--- Begin RECORDS SHOWN ---
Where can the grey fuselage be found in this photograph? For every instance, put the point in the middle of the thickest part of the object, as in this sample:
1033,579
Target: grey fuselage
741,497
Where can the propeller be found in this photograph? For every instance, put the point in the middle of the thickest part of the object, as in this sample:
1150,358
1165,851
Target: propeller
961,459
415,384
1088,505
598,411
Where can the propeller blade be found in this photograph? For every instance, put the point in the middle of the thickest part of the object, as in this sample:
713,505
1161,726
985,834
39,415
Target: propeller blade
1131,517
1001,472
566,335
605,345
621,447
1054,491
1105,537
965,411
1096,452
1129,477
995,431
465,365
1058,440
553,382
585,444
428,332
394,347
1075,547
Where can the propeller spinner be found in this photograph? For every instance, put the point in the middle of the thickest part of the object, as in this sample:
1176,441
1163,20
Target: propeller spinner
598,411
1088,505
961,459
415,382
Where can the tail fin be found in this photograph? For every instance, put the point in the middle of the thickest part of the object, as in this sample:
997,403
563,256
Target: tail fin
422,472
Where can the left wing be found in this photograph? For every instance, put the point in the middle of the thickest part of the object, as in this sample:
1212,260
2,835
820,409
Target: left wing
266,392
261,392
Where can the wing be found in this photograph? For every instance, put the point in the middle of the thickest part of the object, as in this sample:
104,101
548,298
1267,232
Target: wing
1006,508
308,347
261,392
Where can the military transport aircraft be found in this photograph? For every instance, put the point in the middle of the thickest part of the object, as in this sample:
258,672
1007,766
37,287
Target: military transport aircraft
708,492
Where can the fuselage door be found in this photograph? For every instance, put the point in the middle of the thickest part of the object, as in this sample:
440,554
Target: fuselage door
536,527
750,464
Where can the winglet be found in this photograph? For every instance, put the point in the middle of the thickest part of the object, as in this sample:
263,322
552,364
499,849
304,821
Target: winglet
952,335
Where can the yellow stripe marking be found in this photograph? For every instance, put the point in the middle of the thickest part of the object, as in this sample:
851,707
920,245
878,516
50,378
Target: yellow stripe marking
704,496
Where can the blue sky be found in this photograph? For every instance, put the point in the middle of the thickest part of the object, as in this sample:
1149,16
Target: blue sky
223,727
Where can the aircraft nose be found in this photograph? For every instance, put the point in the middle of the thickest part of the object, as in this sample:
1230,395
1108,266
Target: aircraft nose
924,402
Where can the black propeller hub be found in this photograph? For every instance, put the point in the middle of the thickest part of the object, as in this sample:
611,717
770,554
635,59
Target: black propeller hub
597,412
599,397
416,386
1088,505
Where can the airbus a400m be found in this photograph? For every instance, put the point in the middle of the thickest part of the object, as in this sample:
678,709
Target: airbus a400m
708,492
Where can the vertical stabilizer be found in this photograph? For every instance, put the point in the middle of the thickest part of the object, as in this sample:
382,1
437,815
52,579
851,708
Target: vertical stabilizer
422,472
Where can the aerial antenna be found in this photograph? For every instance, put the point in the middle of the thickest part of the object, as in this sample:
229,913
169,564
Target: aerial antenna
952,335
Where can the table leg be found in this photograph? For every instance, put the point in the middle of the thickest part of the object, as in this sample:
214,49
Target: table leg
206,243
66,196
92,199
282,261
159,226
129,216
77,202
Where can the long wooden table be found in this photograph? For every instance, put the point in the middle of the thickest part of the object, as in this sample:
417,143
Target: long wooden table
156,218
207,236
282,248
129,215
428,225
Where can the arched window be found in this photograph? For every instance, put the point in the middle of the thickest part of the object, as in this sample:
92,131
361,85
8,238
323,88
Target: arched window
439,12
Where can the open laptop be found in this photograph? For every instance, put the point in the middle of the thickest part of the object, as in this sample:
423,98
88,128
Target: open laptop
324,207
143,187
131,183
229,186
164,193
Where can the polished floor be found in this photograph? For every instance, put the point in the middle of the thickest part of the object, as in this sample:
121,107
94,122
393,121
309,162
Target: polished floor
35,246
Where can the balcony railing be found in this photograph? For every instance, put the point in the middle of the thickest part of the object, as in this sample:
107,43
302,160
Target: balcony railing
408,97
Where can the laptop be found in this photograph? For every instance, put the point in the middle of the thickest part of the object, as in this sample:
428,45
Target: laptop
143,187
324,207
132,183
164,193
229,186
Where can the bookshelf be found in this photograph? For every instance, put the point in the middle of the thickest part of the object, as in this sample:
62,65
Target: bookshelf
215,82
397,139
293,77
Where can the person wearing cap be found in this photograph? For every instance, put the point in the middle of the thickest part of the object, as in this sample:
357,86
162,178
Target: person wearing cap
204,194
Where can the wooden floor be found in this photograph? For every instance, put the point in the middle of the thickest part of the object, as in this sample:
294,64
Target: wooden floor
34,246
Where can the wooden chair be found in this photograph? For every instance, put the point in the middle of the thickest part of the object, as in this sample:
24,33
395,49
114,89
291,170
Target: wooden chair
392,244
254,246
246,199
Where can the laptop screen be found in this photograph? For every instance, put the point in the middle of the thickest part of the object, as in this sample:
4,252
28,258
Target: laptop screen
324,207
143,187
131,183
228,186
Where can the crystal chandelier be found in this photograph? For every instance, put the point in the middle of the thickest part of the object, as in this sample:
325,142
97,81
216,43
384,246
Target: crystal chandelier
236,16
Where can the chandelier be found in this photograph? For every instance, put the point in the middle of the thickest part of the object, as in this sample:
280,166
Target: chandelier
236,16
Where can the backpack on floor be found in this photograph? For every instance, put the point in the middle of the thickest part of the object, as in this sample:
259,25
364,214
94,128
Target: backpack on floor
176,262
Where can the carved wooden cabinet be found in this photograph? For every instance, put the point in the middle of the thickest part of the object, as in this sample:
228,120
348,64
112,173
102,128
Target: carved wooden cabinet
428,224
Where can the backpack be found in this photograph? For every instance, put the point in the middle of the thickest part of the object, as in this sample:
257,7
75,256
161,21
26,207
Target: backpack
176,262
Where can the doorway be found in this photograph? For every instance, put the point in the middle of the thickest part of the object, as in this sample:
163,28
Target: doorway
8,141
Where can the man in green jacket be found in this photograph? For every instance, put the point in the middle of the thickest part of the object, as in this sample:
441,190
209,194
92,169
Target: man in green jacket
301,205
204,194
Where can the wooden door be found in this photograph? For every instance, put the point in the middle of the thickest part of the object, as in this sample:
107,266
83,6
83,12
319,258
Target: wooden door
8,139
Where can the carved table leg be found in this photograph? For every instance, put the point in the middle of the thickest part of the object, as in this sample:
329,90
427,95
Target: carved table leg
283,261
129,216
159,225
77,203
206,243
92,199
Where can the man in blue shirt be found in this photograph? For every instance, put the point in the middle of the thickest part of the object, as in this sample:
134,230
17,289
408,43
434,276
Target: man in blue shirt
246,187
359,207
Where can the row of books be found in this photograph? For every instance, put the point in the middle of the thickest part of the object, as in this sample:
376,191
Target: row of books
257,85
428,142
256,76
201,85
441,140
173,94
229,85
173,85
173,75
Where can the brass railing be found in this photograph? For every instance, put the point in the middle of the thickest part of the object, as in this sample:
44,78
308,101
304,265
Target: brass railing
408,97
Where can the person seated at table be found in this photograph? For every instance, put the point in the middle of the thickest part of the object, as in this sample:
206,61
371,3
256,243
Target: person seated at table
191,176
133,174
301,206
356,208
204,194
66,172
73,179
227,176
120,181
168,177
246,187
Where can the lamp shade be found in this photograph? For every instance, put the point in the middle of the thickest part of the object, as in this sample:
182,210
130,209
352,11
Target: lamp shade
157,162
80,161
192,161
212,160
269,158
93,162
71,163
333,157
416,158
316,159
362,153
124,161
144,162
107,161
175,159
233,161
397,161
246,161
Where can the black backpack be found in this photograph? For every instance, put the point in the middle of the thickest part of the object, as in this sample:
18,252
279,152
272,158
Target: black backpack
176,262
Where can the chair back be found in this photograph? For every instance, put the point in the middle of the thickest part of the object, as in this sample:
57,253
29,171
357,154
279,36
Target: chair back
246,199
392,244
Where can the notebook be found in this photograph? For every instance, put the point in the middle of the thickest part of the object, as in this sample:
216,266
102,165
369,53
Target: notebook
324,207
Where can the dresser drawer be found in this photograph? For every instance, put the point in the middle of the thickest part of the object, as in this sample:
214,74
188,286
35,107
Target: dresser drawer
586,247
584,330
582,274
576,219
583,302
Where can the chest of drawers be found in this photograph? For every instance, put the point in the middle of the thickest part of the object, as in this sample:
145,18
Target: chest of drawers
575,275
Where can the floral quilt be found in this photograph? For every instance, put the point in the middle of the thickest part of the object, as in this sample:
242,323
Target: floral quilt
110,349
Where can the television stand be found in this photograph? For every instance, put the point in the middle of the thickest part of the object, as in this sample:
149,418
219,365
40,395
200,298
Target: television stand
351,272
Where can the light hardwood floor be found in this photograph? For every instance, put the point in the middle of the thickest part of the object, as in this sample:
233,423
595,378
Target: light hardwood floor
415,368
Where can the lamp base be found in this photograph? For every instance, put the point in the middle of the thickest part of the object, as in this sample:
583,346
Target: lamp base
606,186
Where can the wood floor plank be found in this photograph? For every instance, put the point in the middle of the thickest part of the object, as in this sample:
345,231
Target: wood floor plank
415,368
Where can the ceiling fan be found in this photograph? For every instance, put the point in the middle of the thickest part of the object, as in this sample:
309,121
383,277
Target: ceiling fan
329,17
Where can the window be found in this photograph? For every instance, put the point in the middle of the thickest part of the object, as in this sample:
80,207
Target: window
--- End RECORDS SHOWN ---
STATED PROBLEM:
Can you retype every line from the one containing "Where can the lamp base" down to the end of the records, that line included, without changing anything?

THE RESPONSE:
Where can the lamp base be found in this photograph? For every instance, put the point in the middle of the thickest part of the object, as in this sample:
583,346
Target: lamp base
606,186
Where can the wood floor plank be found in this photograph? For every instance, put the point in the middle of the thickest part of the object, as in this sample:
345,231
Target: wood floor plank
415,368
Where can the ceiling fan be found in this photograph? For every instance, put the point in the middle of the thickest part of the object, as in this sample:
309,121
383,277
Target: ceiling fan
329,17
Where can the window be found in this photograph? For every instance, put the point in the middle of the thickest part of the object, as in this sample:
80,207
Target: window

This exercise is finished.